• [Exercise requirements] Copy the stretch of the data below from the line containing "Where can the chandelier" through the end of the data, requests included, and offset every coordinate in the answers by 10.

--

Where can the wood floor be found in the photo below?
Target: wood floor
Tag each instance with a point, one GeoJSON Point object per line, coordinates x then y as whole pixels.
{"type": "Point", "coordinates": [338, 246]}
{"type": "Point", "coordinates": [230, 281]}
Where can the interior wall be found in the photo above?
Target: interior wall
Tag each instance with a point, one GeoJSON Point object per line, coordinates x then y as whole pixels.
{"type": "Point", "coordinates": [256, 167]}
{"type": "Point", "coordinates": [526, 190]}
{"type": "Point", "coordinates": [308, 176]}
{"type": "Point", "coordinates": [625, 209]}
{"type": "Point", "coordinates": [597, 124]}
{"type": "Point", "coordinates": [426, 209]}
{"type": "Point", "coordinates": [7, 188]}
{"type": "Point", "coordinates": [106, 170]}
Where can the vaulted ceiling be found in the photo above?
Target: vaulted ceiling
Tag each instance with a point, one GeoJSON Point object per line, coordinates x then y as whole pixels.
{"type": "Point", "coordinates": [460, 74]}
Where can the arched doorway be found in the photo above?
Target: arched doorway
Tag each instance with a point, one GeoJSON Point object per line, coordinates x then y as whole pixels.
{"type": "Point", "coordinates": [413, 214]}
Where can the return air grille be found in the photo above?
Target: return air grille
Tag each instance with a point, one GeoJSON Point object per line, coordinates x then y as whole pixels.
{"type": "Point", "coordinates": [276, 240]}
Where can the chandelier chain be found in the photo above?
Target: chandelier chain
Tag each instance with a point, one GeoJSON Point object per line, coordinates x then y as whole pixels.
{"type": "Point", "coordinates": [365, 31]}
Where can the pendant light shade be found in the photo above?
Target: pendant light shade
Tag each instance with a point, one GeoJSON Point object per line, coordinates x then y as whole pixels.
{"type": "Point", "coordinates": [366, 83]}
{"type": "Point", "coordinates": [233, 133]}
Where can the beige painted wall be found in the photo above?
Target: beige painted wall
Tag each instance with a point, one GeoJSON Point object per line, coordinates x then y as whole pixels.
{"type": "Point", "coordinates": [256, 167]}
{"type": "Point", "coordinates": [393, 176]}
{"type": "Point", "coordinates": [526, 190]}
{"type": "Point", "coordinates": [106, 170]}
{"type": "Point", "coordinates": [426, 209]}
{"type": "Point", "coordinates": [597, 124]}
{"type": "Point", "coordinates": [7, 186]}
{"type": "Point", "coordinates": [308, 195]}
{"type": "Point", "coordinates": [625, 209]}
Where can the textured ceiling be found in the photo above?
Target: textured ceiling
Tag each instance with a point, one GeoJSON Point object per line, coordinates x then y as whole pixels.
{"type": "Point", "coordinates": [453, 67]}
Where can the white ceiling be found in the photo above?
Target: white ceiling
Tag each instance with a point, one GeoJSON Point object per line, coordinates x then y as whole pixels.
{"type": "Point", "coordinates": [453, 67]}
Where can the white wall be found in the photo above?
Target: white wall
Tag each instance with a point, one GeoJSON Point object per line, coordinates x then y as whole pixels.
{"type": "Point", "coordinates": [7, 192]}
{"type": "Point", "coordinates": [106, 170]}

--

• [The solution]
Where can the chandelier chain be found in the photo above?
Target: chandelier chain
Tag each instance with a point, one GeoJSON Point object per line, coordinates x then y as whole pixels.
{"type": "Point", "coordinates": [375, 41]}
Where can the pendant light shade be found in the photo above?
Target: pendant light shade
Tag each instance with a point, one GeoJSON Point object per line, coordinates x then y as whole pixels.
{"type": "Point", "coordinates": [376, 93]}
{"type": "Point", "coordinates": [243, 143]}
Where can the beige painted wall be found in the photo above?
Target: beige painted wall
Tag each instance with a point, one GeoJSON Point object per line, coordinates x then y as whole pixels.
{"type": "Point", "coordinates": [266, 177]}
{"type": "Point", "coordinates": [403, 186]}
{"type": "Point", "coordinates": [536, 200]}
{"type": "Point", "coordinates": [116, 180]}
{"type": "Point", "coordinates": [436, 219]}
{"type": "Point", "coordinates": [607, 134]}
{"type": "Point", "coordinates": [17, 196]}
{"type": "Point", "coordinates": [318, 205]}
{"type": "Point", "coordinates": [635, 219]}
Where can the textured ceiling be found in the photo above?
Target: textured ceiling
Tag each instance with a point, one GeoJSON Point object per line, coordinates x then y as whole pixels.
{"type": "Point", "coordinates": [463, 77]}
Where can the white ceiling be found in the photo above?
Target: white ceiling
Tag each instance with a point, one GeoJSON Point object per line, coordinates x then y as whole pixels.
{"type": "Point", "coordinates": [463, 77]}
Where can the white wall be found in the photo above?
Target: white wall
Tag each instance with a point, one GeoJSON Point object per line, coordinates x then y as whole pixels.
{"type": "Point", "coordinates": [17, 202]}
{"type": "Point", "coordinates": [116, 180]}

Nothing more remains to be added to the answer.